Exercise details →
The records must be duplicated exactly, with every picture left out.

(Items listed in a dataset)
"""

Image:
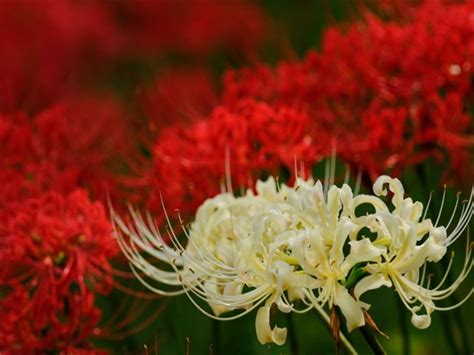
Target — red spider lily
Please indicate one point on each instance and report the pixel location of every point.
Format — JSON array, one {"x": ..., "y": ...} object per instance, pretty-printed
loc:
[
  {"x": 256, "y": 139},
  {"x": 74, "y": 41},
  {"x": 178, "y": 96},
  {"x": 51, "y": 246},
  {"x": 80, "y": 141},
  {"x": 392, "y": 94},
  {"x": 68, "y": 37}
]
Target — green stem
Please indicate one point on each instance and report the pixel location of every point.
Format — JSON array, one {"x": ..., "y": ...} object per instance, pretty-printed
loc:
[
  {"x": 292, "y": 335},
  {"x": 346, "y": 344},
  {"x": 372, "y": 340},
  {"x": 404, "y": 327}
]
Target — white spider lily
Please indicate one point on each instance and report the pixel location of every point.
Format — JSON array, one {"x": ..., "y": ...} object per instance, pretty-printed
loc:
[
  {"x": 408, "y": 242},
  {"x": 286, "y": 244}
]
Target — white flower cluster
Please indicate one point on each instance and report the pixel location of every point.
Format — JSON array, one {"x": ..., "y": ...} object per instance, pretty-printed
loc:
[{"x": 305, "y": 243}]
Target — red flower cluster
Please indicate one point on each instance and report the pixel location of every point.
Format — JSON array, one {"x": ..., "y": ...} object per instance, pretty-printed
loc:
[
  {"x": 73, "y": 41},
  {"x": 74, "y": 143},
  {"x": 386, "y": 95},
  {"x": 392, "y": 94},
  {"x": 54, "y": 242},
  {"x": 257, "y": 139},
  {"x": 177, "y": 96},
  {"x": 51, "y": 248}
]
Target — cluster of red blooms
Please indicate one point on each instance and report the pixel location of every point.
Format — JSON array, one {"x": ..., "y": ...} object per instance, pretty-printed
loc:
[
  {"x": 392, "y": 94},
  {"x": 386, "y": 95},
  {"x": 63, "y": 152},
  {"x": 253, "y": 137},
  {"x": 73, "y": 41},
  {"x": 55, "y": 242}
]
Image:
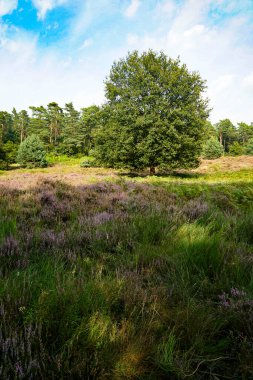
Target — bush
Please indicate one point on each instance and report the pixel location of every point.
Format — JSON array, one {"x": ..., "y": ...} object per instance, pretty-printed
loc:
[
  {"x": 32, "y": 153},
  {"x": 249, "y": 147},
  {"x": 89, "y": 162},
  {"x": 236, "y": 149},
  {"x": 212, "y": 149},
  {"x": 11, "y": 151},
  {"x": 3, "y": 162}
]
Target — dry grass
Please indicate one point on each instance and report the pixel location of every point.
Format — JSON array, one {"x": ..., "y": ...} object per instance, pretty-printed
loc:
[
  {"x": 226, "y": 164},
  {"x": 75, "y": 175}
]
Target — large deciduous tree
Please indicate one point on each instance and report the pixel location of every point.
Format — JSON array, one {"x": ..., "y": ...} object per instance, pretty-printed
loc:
[{"x": 155, "y": 115}]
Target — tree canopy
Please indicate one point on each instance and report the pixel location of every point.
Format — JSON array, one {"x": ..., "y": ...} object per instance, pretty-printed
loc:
[{"x": 155, "y": 115}]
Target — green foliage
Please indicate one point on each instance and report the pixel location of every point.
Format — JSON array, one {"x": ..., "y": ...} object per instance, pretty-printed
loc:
[
  {"x": 212, "y": 149},
  {"x": 249, "y": 147},
  {"x": 227, "y": 133},
  {"x": 236, "y": 149},
  {"x": 3, "y": 160},
  {"x": 155, "y": 114},
  {"x": 11, "y": 151},
  {"x": 89, "y": 162},
  {"x": 32, "y": 153}
]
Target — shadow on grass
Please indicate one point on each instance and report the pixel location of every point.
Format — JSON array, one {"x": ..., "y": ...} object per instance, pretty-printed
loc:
[{"x": 171, "y": 174}]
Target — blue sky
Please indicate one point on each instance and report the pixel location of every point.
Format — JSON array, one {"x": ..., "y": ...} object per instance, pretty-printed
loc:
[{"x": 62, "y": 50}]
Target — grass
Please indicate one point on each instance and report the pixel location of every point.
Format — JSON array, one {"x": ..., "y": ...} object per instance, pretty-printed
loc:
[{"x": 113, "y": 277}]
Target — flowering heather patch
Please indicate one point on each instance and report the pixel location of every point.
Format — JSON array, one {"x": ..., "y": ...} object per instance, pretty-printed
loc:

"""

Result for this exercise →
Image:
Target — red spider lily
Please indicate one point on each instance and report the pixel location of every point.
Format — JSON array, one {"x": ..., "y": ...} object per instance, pretty-printed
loc:
[
  {"x": 256, "y": 139},
  {"x": 74, "y": 41},
  {"x": 178, "y": 96},
  {"x": 51, "y": 246},
  {"x": 80, "y": 141},
  {"x": 392, "y": 94},
  {"x": 68, "y": 37}
]
Target — green stem
Please indicate one point on each instance and report the pixel location of every point.
Format — JSON array, one {"x": ..., "y": ...} object per instance, pretty-printed
loc:
[
  {"x": 292, "y": 335},
  {"x": 346, "y": 344},
  {"x": 372, "y": 340},
  {"x": 404, "y": 327}
]
Target — white spider lily
Please indicate one point on each instance and report the pixel location of every point.
Format — JSON array, one {"x": ..., "y": ...} object per instance, pretty-printed
loc:
[
  {"x": 408, "y": 242},
  {"x": 286, "y": 244}
]
Target — white flower cluster
Please indicate one point on each instance and report the pixel location of every point.
Format — JSON array, one {"x": ..., "y": ...} object per instance, pretty-printed
loc:
[{"x": 305, "y": 243}]
Target — red flower cluster
Please indicate one point on each instance and report the pixel location of every point.
Format — JSON array, one {"x": ..., "y": ...} object per instance, pretty-printed
loc:
[
  {"x": 73, "y": 41},
  {"x": 74, "y": 143},
  {"x": 386, "y": 95},
  {"x": 392, "y": 94},
  {"x": 54, "y": 242},
  {"x": 257, "y": 139},
  {"x": 177, "y": 96},
  {"x": 51, "y": 248}
]
Target — cluster of red blooms
Please indicate one point on each instance and report the pixel location of every point.
Format — JSON array, one {"x": ..., "y": ...} object per instance, pretty-printed
loc:
[
  {"x": 392, "y": 94},
  {"x": 386, "y": 95},
  {"x": 63, "y": 152},
  {"x": 253, "y": 137},
  {"x": 73, "y": 41},
  {"x": 55, "y": 242}
]
Image:
Target — bush
Please indicate one point on each instance and report the pixel location of every point.
Format — JSON array, one {"x": ..., "y": ...} object per instance, pretty-printed
loc:
[
  {"x": 32, "y": 153},
  {"x": 249, "y": 147},
  {"x": 89, "y": 162},
  {"x": 236, "y": 149},
  {"x": 212, "y": 149},
  {"x": 11, "y": 151},
  {"x": 3, "y": 162}
]
Target — dry grass
Please indicate one point on each instance and report the pixel location of every point.
Format — JSON array, one {"x": ..., "y": ...} object per instance, pretty-printed
loc:
[
  {"x": 226, "y": 164},
  {"x": 75, "y": 175}
]
Target — large deciduous tree
Please indicate one point on each instance and report the pixel location of every point.
Format — JSON array, one {"x": ..., "y": ...} object per instance, pretty-printed
loc:
[{"x": 155, "y": 115}]
Target — tree canopy
Please indicate one point on each instance and report the pixel location of every point.
Format — JSON array, one {"x": ..., "y": ...} object per instance, pretty-printed
loc:
[{"x": 155, "y": 115}]
Target — green foliage
Please indicate one point on each instance and report the pixel location of every point.
Format — JSON array, one {"x": ..., "y": ...} object per instance, pretty-printed
loc:
[
  {"x": 212, "y": 149},
  {"x": 249, "y": 147},
  {"x": 227, "y": 133},
  {"x": 236, "y": 149},
  {"x": 3, "y": 160},
  {"x": 155, "y": 114},
  {"x": 11, "y": 151},
  {"x": 89, "y": 162},
  {"x": 32, "y": 153}
]
Target — shadow on grass
Please indicate one point on each instance and report the pixel location of every point.
Format — JSON array, one {"x": ..., "y": ...} object per instance, pretty-printed
loc:
[{"x": 171, "y": 174}]
Target — blue sky
Please indicate one point on each instance and report the pixel location of every point.
Format — JSON array, one {"x": ..., "y": ...} object per instance, pretty-printed
loc:
[{"x": 62, "y": 50}]
Target — grass
Please indicate one point on each instance and report the pixel location of every point.
Format — JSON array, one {"x": ..., "y": ...} object per instance, pretty-printed
loc:
[{"x": 113, "y": 277}]
Target — flowering heather patch
Please indicate one point on each instance and report the pixel location of every point.
Format — JSON array, one {"x": ..., "y": ...} object per instance, pretty-printed
loc:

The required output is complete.